Исходный текст:
┌──

Не думаю, что мы остановимся на нынешнем этапе выискивания врагов на Западе. Это экстремальная форма реакции на очевидно экстраординарные обстоятельства. Как верно написал недавно один немецкий политолог, нынешняя "окопная" фаза – естественная оборотная сторона прозападной эйфории начала 1990-х, когда захотели, отбросив собственную геополитическую идентичность, просто слиться с "цивилизованным миром". Это было столь же противоестественно, как и нынешняя фаза полного отрицания принадлежности к европейскому культурно-историческому полю. Тогда маятник ушел до предела в одну сторону, сейчас – в противоположную. Но и возврата к альянсу с Западом не будет. Да, циклические колебания происходят, но мы живем сейчас совсем в другом мире по сравнению с концом 80-х годов прошлого века. В этом мире Запад перестает быть доминирующей силой. Этот процесс займет годы, а то и десятилетия, но тенденция уже очевидна. И будет странно, если в этом новом мире Россия продолжит ориентироваться исключительно на Запад, уходящий на периферию. Поворот к Востоку неизбежен — вне зависимости от того, как будут складываться наши отношения с Украиной или с ЕС. Просто потому, что Восток будет доминировать в ближайшие десятилетия в мировой повестке дня по самым разным направлениям.

Откол Украины от российской сферы влияния ведет к попытке самоопределения для этой страны. Впервые за 25 лет своего бессмысленного постсоветского существования у Украины есть эта повестка, хотя результат самоопределения совершенно не гарантирован и может быть катастрофическим. Но и Россия в этой ситуации будет вынуждена самоопределяться в другую сторону. Таможенный и Евразийский союз предлагались как некоторый формат, куда можно было встроиться Украине, после чего дизайн был бы закончен. Если Украины там не будет, то союз и правда становится Евразийским, а его интересы лежат отнюдь не на западном направлении.

— Запад эффективно демонстрирует России свои возможности, используя soft power — "мягкую силу", режим санкций. Насколько последовательно он готов идти по пути этого противостояния?

└──

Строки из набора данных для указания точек
┌──

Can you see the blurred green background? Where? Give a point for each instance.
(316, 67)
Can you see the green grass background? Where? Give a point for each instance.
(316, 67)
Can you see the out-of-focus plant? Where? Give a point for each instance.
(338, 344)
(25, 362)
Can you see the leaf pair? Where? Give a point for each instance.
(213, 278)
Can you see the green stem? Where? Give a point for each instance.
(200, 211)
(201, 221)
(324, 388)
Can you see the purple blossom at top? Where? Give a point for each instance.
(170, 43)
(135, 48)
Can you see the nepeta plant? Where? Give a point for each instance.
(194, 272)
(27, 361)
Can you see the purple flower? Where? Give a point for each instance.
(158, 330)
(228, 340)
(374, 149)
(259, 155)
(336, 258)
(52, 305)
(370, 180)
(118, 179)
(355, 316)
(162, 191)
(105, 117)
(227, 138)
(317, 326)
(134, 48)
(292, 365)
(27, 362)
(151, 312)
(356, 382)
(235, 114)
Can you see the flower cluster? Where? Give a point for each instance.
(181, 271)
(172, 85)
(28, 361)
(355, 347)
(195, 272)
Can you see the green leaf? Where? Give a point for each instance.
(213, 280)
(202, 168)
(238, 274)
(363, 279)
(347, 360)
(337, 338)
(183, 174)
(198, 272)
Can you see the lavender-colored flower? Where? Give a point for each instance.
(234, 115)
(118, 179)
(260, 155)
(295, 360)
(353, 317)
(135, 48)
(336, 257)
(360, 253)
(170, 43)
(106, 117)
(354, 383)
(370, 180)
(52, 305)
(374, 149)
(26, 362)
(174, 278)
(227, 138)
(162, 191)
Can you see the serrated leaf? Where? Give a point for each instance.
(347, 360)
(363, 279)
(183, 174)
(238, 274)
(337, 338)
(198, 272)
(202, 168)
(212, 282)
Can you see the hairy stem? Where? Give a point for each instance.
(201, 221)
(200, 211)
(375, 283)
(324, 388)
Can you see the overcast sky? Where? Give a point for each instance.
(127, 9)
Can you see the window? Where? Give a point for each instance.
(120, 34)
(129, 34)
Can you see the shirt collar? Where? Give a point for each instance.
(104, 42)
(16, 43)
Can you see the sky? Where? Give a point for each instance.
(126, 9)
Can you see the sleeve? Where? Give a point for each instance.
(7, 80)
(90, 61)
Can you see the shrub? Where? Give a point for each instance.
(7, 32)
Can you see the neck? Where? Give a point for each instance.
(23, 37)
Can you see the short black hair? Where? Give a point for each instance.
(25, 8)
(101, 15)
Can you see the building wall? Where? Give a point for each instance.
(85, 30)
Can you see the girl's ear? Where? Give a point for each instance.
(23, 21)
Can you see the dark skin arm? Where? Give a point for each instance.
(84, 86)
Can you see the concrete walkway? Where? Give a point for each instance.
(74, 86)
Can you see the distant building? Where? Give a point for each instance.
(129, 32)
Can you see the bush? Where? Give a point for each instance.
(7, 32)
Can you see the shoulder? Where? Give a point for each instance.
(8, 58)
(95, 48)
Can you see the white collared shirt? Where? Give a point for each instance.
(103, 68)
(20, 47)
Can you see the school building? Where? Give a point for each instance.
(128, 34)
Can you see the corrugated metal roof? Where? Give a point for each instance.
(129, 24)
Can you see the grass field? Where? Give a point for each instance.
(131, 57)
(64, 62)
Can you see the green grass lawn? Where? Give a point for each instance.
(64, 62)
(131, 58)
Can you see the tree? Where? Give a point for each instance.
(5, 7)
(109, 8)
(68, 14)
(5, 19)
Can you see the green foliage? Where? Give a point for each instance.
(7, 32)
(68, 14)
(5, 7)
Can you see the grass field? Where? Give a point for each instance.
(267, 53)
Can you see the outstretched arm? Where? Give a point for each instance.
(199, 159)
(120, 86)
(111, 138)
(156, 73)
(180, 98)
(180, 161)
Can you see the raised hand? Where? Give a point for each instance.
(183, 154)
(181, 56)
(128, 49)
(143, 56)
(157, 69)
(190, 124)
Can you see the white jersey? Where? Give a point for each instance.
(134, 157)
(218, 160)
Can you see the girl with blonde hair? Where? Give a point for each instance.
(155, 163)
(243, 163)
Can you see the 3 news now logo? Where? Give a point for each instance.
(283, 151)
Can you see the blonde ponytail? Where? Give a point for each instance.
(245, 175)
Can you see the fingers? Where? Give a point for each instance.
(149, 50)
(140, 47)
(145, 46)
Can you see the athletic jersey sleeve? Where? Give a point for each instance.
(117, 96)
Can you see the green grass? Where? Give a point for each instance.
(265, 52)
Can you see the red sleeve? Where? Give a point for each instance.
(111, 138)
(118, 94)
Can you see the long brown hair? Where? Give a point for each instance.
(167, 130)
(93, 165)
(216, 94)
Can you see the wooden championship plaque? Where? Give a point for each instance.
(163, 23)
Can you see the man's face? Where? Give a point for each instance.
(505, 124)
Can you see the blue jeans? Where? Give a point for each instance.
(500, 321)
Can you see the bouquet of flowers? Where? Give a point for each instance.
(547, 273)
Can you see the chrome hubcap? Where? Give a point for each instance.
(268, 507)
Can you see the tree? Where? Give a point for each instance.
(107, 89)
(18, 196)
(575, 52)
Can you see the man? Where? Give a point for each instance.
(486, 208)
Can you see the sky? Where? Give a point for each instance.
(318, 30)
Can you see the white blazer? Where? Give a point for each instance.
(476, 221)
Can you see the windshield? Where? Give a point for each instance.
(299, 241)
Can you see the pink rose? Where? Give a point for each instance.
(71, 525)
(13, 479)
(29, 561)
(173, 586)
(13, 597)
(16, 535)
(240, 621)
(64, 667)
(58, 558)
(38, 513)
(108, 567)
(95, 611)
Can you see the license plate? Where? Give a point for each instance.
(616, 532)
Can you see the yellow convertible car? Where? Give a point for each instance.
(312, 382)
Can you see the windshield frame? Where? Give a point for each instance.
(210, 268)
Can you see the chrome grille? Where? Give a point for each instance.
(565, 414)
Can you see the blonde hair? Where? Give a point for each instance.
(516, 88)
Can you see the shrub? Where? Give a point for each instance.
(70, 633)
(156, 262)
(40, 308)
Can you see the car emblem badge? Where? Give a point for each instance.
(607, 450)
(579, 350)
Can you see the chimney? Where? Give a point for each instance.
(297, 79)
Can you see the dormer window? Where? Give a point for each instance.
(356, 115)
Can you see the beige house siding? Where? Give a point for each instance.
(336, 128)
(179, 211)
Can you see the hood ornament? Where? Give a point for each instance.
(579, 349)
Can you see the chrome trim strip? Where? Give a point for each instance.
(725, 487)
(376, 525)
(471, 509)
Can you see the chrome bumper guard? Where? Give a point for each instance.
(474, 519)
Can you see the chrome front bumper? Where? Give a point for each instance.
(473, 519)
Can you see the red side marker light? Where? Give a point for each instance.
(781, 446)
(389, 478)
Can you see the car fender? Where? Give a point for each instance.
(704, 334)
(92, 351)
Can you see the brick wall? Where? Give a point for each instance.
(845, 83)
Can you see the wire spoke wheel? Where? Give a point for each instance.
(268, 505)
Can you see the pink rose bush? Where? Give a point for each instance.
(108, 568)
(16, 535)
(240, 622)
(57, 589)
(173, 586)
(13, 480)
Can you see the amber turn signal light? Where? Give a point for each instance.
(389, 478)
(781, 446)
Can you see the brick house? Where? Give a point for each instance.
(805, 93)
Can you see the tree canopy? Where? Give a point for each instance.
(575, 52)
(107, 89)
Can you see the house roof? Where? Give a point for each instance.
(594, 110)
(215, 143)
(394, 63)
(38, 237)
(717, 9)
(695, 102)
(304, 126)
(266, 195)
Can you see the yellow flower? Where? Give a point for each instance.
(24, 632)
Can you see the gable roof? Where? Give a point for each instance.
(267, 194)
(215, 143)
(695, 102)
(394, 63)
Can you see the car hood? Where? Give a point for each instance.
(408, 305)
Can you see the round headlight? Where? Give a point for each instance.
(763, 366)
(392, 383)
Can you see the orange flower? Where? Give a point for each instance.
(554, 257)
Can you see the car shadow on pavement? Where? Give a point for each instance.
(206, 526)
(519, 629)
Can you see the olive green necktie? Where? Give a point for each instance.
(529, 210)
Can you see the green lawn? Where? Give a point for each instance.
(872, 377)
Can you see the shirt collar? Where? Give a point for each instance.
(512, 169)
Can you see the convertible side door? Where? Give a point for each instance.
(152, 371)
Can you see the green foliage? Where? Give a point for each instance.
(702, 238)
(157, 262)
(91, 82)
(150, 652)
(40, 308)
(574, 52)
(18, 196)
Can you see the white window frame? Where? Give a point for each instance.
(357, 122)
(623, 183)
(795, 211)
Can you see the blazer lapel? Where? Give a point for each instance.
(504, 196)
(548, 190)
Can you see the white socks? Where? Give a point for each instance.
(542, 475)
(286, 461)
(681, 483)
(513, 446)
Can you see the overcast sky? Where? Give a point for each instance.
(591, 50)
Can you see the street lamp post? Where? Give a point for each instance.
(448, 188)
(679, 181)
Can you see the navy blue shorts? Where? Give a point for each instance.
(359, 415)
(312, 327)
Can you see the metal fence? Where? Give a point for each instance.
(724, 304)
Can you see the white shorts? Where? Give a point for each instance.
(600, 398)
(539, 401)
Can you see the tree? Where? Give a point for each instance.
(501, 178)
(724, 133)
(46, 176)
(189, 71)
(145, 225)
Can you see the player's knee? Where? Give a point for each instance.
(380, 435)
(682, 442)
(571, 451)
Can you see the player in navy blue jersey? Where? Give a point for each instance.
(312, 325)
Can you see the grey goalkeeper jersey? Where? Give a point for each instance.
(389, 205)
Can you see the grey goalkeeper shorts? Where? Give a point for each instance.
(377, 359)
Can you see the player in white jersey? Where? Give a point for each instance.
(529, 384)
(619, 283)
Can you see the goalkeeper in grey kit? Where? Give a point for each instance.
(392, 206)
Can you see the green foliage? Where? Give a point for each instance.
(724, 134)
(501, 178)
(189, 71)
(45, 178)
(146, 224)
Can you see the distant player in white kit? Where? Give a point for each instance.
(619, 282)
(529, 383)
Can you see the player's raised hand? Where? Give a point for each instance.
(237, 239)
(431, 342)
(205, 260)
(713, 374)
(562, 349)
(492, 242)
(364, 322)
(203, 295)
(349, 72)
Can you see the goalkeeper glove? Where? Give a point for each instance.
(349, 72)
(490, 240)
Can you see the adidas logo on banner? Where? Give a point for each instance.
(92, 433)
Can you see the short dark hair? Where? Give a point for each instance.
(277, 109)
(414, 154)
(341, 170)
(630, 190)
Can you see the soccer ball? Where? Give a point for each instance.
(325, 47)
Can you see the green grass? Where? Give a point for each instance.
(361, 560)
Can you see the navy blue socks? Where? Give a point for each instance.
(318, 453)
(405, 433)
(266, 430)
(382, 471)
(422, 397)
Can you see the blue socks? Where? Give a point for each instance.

└──

Задания:
1. Перепишите дословно часть исходного текста от слов «Откол Украины от» до слов «на западном направлении.» включительно.
2. Что, согласно исходному тексту, неизбежно для России вне зависимости от её отношений с Украиной или с ЕС?

Полные решения:
1.
Откол Украины от российской сферы влияния ведет к попытке самоопределения для этой страны. Впервые за 25 лет своего бессмысленного постсоветского существования у Украины есть эта повестка, хотя результат самоопределения совершенно не гарантирован и может быть катастрофическим. Но и Россия в этой ситуации будет вынуждена самоопределяться в другую сторону. Таможенный и Евразийский союз предлагались как некоторый формат, куда можно было встроиться Украине, после чего дизайн был бы закончен. Если Украины там не будет, то союз и правда становится Евразийским, а его интересы лежат отнюдь не на западном направлении.

2. Поворот к Востоку.